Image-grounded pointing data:

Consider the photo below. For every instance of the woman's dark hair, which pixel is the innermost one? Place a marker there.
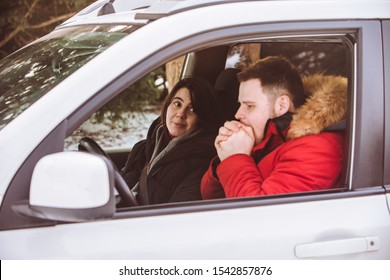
(203, 99)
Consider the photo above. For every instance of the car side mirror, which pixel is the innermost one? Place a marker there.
(71, 187)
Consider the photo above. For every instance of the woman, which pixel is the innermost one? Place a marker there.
(168, 165)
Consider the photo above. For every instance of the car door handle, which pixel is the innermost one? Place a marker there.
(337, 247)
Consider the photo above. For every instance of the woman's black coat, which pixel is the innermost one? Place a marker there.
(176, 173)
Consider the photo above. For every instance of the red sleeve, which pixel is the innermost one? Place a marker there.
(210, 187)
(308, 163)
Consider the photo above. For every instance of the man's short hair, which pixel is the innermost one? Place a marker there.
(278, 77)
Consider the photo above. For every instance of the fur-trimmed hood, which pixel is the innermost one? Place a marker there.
(326, 104)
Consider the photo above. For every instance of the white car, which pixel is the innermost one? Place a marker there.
(59, 203)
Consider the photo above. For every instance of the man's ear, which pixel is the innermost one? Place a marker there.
(283, 104)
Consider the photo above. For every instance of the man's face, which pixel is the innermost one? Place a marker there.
(255, 107)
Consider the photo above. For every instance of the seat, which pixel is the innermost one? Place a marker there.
(226, 87)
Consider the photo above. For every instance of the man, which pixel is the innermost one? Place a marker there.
(279, 143)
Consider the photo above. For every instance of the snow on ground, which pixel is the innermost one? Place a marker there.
(121, 134)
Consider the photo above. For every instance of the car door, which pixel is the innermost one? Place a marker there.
(386, 45)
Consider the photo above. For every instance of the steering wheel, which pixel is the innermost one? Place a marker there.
(127, 197)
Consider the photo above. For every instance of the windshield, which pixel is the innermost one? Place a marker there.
(31, 72)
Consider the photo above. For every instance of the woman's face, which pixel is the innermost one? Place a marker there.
(180, 116)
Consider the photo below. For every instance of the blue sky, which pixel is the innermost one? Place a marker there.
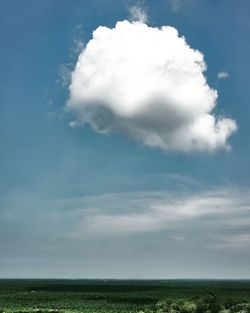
(77, 203)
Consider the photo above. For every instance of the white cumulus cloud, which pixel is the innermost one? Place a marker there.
(149, 84)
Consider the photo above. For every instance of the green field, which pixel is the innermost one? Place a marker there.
(185, 296)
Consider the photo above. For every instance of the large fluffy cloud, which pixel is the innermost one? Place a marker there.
(149, 84)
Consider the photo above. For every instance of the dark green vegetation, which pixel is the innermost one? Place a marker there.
(99, 296)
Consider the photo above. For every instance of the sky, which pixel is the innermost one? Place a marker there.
(124, 133)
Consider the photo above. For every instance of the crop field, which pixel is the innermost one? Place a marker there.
(124, 296)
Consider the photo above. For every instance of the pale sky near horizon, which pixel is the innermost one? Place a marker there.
(124, 153)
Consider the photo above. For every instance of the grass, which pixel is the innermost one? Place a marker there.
(99, 296)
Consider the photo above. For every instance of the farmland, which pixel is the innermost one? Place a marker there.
(124, 296)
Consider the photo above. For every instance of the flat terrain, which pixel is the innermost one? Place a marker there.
(124, 296)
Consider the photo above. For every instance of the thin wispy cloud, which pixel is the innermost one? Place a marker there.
(223, 75)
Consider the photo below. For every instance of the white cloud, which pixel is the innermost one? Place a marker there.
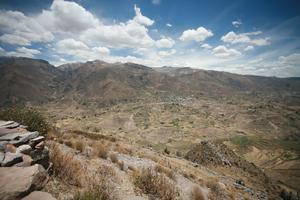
(66, 16)
(25, 30)
(292, 59)
(165, 42)
(223, 52)
(23, 52)
(232, 37)
(167, 53)
(237, 23)
(256, 61)
(249, 48)
(14, 40)
(80, 50)
(198, 35)
(156, 2)
(141, 19)
(132, 34)
(206, 46)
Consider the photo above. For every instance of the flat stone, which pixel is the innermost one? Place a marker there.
(27, 161)
(38, 195)
(3, 145)
(17, 182)
(40, 145)
(11, 159)
(25, 149)
(40, 156)
(36, 140)
(10, 148)
(10, 125)
(2, 156)
(10, 136)
(25, 137)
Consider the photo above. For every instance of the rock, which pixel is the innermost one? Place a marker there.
(17, 182)
(27, 161)
(36, 140)
(38, 195)
(10, 136)
(10, 148)
(40, 156)
(11, 159)
(9, 124)
(40, 145)
(25, 137)
(2, 156)
(25, 149)
(2, 145)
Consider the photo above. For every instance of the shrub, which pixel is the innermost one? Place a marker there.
(26, 116)
(101, 150)
(113, 157)
(101, 184)
(197, 193)
(168, 172)
(79, 145)
(155, 184)
(65, 166)
(69, 143)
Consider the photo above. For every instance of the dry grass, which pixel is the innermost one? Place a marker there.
(168, 172)
(101, 150)
(79, 145)
(69, 143)
(101, 183)
(197, 193)
(121, 164)
(122, 149)
(155, 184)
(113, 157)
(65, 166)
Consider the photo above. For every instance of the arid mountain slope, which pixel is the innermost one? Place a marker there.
(26, 80)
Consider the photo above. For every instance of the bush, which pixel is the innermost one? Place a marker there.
(65, 166)
(100, 185)
(101, 150)
(155, 184)
(197, 193)
(113, 157)
(79, 145)
(26, 116)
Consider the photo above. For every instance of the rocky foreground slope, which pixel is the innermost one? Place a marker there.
(24, 159)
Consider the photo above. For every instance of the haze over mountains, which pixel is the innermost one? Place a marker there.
(26, 80)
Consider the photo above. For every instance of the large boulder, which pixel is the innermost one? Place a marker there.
(17, 182)
(38, 195)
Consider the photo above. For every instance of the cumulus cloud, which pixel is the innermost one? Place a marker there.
(292, 59)
(156, 2)
(165, 42)
(78, 49)
(167, 53)
(19, 29)
(141, 19)
(23, 52)
(249, 48)
(200, 34)
(223, 52)
(206, 46)
(237, 23)
(232, 37)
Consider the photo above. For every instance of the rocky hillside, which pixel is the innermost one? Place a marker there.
(25, 80)
(24, 160)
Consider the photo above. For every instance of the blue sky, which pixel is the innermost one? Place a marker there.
(240, 36)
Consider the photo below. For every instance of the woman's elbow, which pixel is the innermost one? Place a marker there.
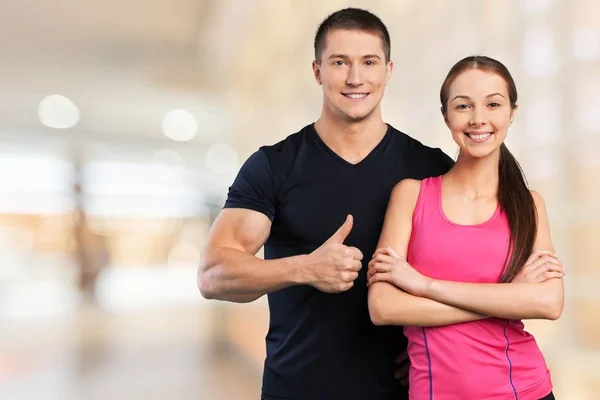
(554, 306)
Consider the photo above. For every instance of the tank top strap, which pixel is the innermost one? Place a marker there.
(428, 200)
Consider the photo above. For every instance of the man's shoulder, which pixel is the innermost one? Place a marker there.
(425, 160)
(411, 143)
(288, 145)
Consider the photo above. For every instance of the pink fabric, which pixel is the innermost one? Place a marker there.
(489, 359)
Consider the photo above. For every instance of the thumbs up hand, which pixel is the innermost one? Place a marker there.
(334, 267)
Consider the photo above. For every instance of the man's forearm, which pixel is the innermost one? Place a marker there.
(389, 305)
(234, 275)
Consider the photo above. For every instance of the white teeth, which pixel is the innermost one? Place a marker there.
(356, 95)
(479, 137)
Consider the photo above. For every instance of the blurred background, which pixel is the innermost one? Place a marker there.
(122, 124)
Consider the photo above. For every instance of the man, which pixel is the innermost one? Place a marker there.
(317, 201)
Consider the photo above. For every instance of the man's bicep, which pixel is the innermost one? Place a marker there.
(241, 229)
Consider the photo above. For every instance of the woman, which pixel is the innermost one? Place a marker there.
(466, 241)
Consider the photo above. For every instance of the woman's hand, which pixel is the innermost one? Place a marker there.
(541, 266)
(388, 266)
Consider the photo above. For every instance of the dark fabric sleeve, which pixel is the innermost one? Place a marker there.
(253, 187)
(444, 163)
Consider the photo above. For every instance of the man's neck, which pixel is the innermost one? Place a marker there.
(352, 141)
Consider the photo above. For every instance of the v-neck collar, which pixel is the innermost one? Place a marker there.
(371, 154)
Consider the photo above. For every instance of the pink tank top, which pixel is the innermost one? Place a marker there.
(491, 359)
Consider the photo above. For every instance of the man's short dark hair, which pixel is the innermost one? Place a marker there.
(352, 19)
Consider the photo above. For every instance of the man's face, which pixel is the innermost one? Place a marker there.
(353, 73)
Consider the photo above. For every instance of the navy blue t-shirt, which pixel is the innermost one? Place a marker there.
(321, 345)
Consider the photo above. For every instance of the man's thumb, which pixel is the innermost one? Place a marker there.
(341, 234)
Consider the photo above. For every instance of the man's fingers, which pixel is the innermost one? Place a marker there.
(342, 233)
(355, 266)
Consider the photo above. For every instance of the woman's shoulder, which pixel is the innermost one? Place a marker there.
(406, 191)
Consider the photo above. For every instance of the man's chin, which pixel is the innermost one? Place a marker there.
(357, 117)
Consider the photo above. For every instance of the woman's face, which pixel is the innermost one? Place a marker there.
(479, 112)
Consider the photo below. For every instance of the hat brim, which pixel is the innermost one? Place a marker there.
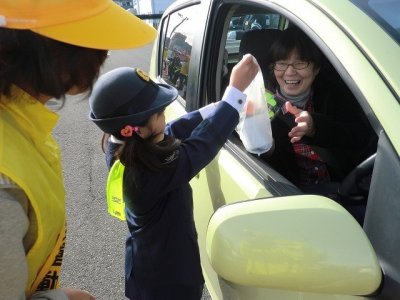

- EXERCISE DESCRIPTION
Without the pictures, retype exactly the lines from the one that holds "Consider the photo above. For every instance of the navy" to the last line of the data above, both of them included.

- SOLVED PROBLEM
Consider the photo above. For every instance of the navy blue t-shirt, which pixel is the innermost one? Place a marker there.
(321, 345)
Consider the photo above. For every instance of the man's thumb, which pixel is the innermost one? Place a marker there.
(341, 234)
Consider the photo above. For every instance of the man's fingers, which pixel is the innermost one? Place a marker there.
(342, 233)
(355, 266)
Consider the photo above. For every instance of the woman's shoulder, which pixel is the innermost one? Place a marker there.
(406, 191)
Consider the photo above. For every instance of the man's chin, which pixel is the innermost one? Place a marker there.
(357, 117)
Consider the photo above. For every instance of the woman's face, which pixel is the innermost one? Place a marker there.
(479, 112)
Consider the photo below. For every instance of the hat brim, which pixel is the innermost one? Place a marker there.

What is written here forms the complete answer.